# What you are asked to do
Reproduce all the entries, matching the original word for word.

# Available data
- - -

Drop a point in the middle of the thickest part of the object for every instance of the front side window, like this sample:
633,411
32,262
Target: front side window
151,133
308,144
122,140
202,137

- - -

# Answer for the task
Drop a point in the middle of the thickest part of the object for every instance of the front side window, like this sample:
633,411
32,262
Target: front side window
151,133
308,144
122,140
202,137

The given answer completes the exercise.